Provided passage:
────────

Kellie Reilly picks the Wood, Blue Grass & Santa Anita Derby for Kentucky Derby Dream Bet

April 9th, 2016

With three Kentucky Derby (G1) preps on the line, Saturday is the pivotal day for the $25,000 Kentucky Derby Dream Bet. If you were fortunate enough to get off to a fast start in the first two races of the Final Round last Saturday, now is the time to consolidate your gains. If you’re playing catch-up, this is the day, because only two races are on tap in next Saturday’s finale.

I’m among those who hope to keep the momentum going from last week. While many also had Nyquist in the Florida Derby (G1), it was a lot tougher to come up with the 23-1 Oscar Nominated in the Spiral (G3).

Thankfully, I landed on Oscar Nominated. It’s always a morale boost when you laboriously try to connect the dots, see a potential play that fits, and actually have it verify on the track. The only problem is its relative rarity.

For that reason, I’m convinced that my opinions this Saturday will be uniformly bad. Follow at our own risk!

As described in last week’s Florida Derby and Spiral picks, the Final Round races entail $15 win/place bets, and you’re seeking to maximize your total winnings. That plays a role in whether you think it’s worth betting a favorite, or if you find a more attractive price play who can reap mutuel rewards.

I think there are legitimate value plays in the first two preps. The third, however, shapes up as pretty formful on paper.

The Wood Memorial (G1) could turn into the Chad Brown show, if highly regarded Shagaf lives up to 2-1 favoritism – or if his suddenly forgotten stablemate Flexibility (#5, 8-1) bounces back. Shagaf is entitled to keep progressing, and the well-bred son of Bernardini should thrive as the distances increase. Yet it’s largely because of his big reputation that he’s one-fourth of Flexibility’s price. The bare record so far doesn’t necessarily back that up.

In this “what have you done for me lately” game, Flexibility is being penalized for running the only disappointing race of his life in the Withers (G3) last time out. But he’d run four straight good races prior to that – a debut maiden score despite evident greenness over a 6 1/2-furlong trip that looked short for him, followed by two bang-up seconds to Mohaymen in the Nashua (G2) and Remsen (G2) (at this track and trip), and a breakout romp in the Jerome (G3). No wonder he tops the field in BRIS Prime Power.

Brown believes that the Withers was a bridge too far after that sequence. In any event, the Withers didn’t set up well for Flexibility at all. As the 122-pound highweight, he was rank trying to lead early before being eased back, the extremely slow pace turned it into a near merry-go-round, and he was barging with Adventist for much of the stretch. If there’s a positive in that messy fourth, it’s that Flexibility never quit, but kept persevering.

────────

Exercise details:
According to the Kentucky Derby Dream Bet article above, what bets do the Final Round races require?

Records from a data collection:
────────

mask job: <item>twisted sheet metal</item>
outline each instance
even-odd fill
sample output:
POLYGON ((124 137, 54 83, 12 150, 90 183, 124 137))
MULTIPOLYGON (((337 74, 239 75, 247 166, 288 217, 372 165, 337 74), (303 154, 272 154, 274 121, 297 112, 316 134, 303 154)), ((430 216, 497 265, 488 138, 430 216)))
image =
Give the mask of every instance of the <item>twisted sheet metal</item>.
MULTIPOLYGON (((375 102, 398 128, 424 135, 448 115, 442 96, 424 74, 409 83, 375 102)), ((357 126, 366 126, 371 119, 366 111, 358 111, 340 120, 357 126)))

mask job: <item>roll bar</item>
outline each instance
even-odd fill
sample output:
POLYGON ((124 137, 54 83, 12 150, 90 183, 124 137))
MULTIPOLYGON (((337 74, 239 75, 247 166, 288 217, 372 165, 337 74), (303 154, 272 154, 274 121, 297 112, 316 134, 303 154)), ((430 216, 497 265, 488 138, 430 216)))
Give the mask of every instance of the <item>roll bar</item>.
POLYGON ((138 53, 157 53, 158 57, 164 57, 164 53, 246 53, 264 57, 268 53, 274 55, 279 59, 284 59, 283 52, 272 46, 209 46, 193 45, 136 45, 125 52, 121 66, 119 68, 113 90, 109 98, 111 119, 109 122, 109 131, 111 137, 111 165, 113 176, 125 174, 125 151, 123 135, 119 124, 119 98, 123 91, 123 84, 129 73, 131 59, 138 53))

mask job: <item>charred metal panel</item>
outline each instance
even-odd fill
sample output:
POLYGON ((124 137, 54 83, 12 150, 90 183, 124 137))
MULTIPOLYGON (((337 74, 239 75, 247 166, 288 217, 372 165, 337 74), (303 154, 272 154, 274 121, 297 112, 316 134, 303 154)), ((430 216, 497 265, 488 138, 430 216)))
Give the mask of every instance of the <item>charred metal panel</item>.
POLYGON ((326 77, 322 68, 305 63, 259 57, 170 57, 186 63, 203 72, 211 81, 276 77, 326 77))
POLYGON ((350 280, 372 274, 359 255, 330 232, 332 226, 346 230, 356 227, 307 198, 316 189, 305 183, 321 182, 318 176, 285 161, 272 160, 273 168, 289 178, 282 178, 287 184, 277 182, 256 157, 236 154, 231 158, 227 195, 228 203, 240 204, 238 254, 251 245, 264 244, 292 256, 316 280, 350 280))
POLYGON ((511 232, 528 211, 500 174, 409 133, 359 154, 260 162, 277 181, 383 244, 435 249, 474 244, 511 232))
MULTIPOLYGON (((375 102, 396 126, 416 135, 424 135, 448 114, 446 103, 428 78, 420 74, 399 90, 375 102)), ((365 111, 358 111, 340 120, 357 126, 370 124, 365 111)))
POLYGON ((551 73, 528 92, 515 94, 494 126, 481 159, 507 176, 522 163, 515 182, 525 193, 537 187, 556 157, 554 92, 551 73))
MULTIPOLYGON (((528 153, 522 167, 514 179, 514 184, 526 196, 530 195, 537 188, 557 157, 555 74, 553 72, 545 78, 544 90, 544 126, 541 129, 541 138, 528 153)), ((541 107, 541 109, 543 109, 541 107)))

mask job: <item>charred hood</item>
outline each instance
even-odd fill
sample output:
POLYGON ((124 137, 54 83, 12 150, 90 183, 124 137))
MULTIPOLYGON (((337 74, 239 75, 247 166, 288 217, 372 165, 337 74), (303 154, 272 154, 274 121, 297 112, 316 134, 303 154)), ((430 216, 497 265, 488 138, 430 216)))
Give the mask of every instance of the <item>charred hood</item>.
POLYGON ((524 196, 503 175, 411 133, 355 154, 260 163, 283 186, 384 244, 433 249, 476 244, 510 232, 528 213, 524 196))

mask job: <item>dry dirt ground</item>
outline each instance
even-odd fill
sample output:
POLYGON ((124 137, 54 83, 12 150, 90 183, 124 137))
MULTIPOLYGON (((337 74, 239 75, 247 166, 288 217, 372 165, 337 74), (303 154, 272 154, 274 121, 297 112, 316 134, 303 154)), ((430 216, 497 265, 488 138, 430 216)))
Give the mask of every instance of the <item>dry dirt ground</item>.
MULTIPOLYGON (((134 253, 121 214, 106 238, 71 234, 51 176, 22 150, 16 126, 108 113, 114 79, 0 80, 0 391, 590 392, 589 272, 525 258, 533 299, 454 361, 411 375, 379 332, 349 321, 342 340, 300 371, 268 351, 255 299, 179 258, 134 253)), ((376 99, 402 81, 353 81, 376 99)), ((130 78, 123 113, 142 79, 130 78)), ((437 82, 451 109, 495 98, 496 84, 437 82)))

────────

Exercise result:
$15 win/place bets.